TASK PROMPT: Please count the lines in the material below that contain the word "dark", and give only that number.

AVAILABLE RECORDS:

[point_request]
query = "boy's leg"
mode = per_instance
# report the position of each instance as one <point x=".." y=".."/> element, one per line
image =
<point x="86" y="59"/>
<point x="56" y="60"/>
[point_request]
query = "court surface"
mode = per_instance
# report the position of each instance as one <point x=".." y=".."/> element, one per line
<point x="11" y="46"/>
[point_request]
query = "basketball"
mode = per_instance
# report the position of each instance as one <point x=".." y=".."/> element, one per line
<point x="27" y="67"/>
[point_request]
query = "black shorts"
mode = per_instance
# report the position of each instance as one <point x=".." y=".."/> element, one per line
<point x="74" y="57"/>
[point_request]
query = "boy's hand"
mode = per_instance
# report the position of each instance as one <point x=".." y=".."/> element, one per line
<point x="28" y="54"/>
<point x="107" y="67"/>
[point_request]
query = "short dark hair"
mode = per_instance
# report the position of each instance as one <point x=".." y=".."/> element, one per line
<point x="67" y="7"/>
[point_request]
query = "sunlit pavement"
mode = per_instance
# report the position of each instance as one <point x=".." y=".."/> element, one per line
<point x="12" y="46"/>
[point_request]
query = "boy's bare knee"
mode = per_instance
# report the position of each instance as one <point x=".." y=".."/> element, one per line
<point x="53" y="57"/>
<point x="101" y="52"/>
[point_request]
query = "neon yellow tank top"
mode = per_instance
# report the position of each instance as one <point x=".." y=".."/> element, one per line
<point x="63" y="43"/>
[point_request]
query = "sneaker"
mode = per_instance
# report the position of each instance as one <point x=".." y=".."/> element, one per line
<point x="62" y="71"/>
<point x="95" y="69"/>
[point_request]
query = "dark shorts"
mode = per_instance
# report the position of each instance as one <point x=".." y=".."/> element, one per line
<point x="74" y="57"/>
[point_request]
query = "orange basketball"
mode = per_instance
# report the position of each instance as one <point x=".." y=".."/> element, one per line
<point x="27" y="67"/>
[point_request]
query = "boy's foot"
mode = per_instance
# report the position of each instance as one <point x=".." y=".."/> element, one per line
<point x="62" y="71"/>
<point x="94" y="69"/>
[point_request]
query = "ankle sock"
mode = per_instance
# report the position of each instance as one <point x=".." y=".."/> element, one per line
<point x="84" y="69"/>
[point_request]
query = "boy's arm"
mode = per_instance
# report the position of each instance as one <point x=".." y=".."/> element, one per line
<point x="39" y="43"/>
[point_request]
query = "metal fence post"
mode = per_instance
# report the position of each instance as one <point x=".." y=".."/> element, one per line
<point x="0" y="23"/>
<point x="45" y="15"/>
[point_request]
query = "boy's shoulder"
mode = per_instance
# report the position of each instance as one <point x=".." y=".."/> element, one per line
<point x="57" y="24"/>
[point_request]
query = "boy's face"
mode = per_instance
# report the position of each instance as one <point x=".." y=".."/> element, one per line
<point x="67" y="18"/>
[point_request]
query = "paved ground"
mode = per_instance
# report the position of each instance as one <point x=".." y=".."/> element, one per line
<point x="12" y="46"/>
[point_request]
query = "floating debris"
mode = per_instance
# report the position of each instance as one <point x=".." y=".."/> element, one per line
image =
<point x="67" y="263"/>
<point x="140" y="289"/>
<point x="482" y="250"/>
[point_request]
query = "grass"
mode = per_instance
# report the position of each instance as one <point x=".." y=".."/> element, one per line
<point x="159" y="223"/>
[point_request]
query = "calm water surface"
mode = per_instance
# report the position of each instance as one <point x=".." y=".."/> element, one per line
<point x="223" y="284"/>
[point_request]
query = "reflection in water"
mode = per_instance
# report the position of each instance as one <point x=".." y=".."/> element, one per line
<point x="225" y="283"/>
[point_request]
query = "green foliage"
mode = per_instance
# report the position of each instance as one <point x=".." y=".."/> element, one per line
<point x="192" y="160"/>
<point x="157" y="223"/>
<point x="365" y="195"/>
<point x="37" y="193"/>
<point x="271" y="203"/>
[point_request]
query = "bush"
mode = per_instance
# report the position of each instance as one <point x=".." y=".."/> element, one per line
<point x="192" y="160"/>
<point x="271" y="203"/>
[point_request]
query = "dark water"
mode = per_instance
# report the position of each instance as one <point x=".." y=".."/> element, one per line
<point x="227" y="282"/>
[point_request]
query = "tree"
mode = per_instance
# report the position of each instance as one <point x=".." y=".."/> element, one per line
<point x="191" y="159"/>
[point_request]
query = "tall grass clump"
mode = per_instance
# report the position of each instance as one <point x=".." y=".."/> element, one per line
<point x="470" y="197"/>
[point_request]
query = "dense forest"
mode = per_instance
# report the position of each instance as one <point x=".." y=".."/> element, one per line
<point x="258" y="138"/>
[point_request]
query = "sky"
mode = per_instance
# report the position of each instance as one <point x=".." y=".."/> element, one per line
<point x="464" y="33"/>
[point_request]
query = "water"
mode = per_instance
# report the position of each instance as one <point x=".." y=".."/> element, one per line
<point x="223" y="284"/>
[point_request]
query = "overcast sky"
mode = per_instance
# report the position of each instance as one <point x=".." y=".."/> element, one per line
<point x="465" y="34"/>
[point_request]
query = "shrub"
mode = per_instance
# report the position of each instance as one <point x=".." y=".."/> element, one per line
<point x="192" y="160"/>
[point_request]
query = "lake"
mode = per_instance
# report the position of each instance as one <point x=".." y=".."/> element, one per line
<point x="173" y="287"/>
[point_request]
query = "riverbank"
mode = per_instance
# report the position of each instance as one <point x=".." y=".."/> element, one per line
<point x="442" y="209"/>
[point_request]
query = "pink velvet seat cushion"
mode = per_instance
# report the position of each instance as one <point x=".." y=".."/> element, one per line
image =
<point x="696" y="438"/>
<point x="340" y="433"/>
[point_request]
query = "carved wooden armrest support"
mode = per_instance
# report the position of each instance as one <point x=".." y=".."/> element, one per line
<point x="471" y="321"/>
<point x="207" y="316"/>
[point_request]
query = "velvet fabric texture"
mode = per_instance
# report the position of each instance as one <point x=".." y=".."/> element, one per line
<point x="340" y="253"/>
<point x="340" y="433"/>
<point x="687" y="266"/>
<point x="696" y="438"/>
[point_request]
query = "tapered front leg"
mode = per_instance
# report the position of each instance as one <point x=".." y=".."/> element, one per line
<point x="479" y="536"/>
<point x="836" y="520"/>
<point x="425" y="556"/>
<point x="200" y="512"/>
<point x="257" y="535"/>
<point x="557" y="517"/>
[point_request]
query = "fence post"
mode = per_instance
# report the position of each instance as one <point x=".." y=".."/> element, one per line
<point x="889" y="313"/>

TASK ANSWER: 3